* _What to do_
Write out the lines between the line holding "Pinpoint puppy's chin." and the line holding "0 149 239 350", inclusive, exactly as they appear. Leave out any picture markers.

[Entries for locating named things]
——————

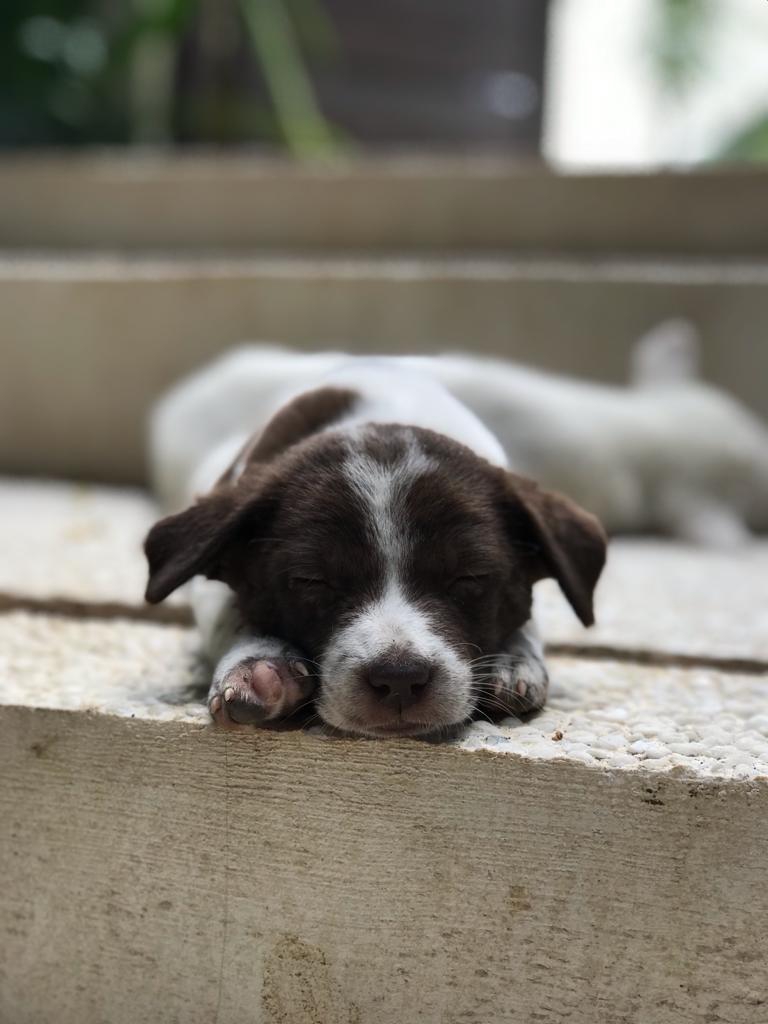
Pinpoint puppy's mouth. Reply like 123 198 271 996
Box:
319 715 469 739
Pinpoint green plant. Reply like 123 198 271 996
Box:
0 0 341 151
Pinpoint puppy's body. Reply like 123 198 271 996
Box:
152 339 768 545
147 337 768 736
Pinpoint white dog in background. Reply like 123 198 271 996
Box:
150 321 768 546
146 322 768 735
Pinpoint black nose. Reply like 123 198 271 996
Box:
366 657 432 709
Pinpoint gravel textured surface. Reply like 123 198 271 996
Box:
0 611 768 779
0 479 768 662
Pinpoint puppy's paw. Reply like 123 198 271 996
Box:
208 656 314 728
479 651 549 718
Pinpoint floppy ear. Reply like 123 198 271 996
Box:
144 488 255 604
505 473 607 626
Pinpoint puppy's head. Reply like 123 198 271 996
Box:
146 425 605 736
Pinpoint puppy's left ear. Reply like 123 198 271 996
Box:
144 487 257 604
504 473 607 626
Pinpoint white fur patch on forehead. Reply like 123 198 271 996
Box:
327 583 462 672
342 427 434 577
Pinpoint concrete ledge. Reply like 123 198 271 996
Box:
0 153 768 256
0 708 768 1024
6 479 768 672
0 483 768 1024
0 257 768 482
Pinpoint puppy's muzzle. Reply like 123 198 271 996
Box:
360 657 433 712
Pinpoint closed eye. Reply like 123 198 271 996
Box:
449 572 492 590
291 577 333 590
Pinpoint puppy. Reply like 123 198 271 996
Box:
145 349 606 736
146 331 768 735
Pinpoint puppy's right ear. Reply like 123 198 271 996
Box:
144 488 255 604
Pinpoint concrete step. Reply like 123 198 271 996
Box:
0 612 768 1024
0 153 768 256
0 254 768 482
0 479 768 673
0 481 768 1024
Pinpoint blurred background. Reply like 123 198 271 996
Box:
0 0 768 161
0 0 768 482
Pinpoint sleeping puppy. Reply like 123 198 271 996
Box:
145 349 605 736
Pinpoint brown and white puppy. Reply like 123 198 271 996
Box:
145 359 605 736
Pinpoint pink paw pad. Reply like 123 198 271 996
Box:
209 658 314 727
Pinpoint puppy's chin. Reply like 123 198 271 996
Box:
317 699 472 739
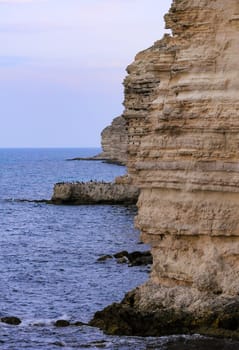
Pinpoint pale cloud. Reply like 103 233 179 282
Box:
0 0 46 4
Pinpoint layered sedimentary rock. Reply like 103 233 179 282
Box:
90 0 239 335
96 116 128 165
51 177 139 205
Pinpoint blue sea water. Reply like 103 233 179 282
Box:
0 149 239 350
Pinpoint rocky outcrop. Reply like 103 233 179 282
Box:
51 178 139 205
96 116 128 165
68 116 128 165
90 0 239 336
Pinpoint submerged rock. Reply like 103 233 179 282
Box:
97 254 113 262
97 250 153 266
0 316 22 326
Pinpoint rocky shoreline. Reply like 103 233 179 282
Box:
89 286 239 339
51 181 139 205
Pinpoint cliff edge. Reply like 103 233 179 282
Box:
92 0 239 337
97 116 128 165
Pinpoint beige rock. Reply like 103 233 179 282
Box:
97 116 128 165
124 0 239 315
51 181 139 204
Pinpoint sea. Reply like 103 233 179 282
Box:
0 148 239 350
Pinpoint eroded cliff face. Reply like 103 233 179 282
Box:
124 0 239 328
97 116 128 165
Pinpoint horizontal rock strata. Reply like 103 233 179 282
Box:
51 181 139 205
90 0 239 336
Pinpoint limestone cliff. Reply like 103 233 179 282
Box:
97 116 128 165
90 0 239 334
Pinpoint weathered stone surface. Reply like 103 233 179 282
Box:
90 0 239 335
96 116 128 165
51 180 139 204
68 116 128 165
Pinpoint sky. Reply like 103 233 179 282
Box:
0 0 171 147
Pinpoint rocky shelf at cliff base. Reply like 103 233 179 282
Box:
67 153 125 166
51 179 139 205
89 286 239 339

——————

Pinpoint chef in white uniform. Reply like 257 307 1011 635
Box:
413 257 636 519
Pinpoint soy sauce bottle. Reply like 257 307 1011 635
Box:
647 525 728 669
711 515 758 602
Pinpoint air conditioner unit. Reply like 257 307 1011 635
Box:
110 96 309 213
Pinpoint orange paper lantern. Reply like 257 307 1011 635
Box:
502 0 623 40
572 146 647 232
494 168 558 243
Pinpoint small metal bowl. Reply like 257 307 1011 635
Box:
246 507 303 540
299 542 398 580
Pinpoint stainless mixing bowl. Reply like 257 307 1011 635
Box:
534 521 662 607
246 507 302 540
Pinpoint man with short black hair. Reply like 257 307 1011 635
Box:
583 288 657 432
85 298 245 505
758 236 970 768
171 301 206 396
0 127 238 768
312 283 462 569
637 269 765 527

——————

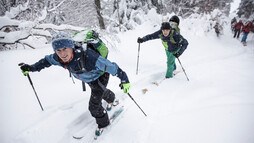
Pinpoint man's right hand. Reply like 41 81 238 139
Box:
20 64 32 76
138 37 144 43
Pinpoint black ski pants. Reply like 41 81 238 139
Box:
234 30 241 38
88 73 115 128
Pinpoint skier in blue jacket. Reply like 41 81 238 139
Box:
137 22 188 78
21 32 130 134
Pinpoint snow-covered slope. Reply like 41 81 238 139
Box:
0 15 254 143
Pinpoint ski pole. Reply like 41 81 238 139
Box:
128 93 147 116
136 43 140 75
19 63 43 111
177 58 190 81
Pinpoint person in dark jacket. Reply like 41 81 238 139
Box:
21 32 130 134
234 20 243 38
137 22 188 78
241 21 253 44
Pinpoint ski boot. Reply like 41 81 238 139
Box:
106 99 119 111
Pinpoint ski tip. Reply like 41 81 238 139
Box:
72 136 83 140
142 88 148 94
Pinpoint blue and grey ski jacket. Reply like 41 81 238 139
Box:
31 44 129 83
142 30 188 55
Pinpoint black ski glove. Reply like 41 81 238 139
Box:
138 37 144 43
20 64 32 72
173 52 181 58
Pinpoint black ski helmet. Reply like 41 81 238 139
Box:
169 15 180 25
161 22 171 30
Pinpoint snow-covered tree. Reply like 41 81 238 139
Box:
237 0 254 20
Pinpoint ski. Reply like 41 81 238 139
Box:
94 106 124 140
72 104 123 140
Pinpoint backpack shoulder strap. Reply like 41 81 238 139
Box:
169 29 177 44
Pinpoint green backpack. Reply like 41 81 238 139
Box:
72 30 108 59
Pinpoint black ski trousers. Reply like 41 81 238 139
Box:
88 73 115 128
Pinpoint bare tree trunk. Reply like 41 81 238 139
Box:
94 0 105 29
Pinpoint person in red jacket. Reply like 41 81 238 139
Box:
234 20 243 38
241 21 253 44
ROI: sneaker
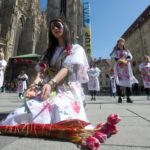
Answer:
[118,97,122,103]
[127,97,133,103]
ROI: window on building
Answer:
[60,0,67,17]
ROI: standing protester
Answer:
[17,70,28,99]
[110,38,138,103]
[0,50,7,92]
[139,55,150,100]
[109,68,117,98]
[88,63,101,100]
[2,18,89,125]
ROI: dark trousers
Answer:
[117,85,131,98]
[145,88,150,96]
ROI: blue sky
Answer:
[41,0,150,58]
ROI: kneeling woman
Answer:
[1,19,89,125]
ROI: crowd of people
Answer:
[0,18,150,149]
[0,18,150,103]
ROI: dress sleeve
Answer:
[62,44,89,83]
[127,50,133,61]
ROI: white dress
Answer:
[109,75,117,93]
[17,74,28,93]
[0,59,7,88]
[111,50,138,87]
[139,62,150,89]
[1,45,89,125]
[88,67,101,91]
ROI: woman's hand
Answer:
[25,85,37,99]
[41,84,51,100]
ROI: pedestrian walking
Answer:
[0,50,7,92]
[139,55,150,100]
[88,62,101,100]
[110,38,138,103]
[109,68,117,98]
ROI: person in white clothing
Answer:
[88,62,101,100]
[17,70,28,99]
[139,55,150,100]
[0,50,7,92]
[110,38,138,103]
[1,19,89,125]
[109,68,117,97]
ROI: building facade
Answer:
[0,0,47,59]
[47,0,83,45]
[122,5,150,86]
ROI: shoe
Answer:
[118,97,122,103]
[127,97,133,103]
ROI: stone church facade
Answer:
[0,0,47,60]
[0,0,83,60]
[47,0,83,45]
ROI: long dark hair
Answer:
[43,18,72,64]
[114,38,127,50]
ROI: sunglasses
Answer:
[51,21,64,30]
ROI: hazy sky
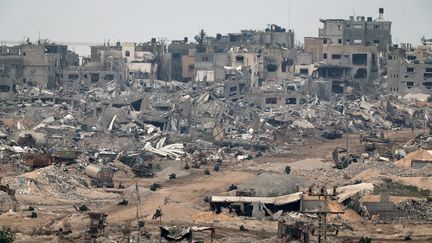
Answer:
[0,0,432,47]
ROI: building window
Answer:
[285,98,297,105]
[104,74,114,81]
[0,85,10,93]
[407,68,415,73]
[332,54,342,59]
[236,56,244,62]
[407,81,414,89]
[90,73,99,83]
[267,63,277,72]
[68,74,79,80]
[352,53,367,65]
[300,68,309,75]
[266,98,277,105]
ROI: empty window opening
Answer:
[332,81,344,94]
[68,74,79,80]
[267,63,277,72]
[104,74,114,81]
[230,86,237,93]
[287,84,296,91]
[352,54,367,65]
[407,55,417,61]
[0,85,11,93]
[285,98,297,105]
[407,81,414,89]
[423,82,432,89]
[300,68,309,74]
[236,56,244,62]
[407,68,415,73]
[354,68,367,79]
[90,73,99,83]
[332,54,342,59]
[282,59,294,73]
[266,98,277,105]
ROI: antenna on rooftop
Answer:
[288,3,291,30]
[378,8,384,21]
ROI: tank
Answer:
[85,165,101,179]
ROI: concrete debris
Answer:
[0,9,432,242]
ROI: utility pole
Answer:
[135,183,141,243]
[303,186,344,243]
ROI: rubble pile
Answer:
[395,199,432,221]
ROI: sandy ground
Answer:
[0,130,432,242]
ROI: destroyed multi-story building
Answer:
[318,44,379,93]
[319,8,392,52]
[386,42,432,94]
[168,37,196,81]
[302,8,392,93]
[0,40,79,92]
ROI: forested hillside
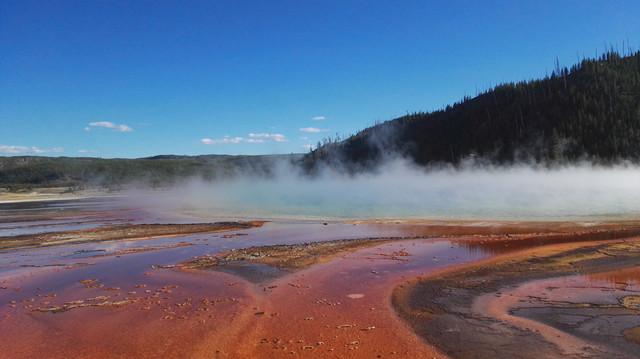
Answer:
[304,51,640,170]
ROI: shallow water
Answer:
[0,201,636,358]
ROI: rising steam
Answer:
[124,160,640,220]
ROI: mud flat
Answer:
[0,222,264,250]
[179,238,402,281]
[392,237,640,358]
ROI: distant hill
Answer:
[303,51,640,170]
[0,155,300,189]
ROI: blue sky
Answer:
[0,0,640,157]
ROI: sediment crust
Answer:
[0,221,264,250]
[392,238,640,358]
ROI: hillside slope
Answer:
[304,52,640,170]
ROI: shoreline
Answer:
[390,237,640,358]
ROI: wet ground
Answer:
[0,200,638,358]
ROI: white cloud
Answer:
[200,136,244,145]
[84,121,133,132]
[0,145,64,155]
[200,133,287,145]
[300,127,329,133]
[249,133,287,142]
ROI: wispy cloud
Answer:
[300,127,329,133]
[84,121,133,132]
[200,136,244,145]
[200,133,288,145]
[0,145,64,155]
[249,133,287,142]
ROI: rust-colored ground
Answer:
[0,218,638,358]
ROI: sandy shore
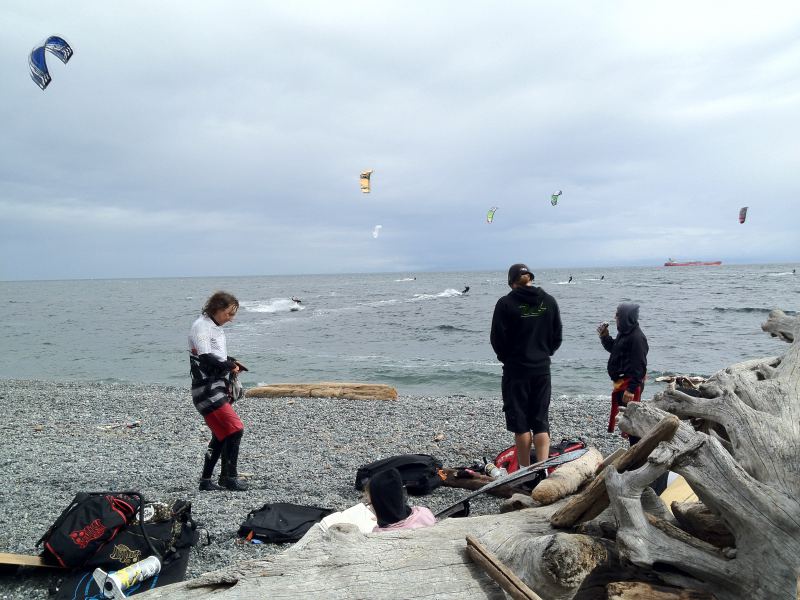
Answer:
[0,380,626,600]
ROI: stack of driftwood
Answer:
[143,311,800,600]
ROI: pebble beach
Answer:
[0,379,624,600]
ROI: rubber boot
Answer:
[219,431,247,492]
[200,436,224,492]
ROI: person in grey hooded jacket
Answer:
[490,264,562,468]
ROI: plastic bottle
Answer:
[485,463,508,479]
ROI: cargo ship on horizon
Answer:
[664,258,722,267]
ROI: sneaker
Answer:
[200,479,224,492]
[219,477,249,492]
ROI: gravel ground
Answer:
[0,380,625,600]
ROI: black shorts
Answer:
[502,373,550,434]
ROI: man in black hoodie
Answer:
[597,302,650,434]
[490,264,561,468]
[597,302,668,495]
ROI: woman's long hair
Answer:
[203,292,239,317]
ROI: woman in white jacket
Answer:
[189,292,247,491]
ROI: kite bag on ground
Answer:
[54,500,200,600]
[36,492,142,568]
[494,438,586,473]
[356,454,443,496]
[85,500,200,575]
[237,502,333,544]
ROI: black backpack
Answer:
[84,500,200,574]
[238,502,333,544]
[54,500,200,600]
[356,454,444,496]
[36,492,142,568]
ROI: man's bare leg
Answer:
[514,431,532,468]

——————

* _Solution_
Pinpoint puppy's chin. Reply like 123 198 271 996
Box:
317 699 472 739
Pinpoint pale cloud. Reply like 103 233 179 282
Box:
0 0 46 4
Pinpoint layered sedimentary rock. Reply like 103 233 179 282
Box:
90 0 239 335
96 116 128 165
51 177 139 205
Pinpoint blue sea water. Reply like 103 233 179 282
Box:
0 149 239 350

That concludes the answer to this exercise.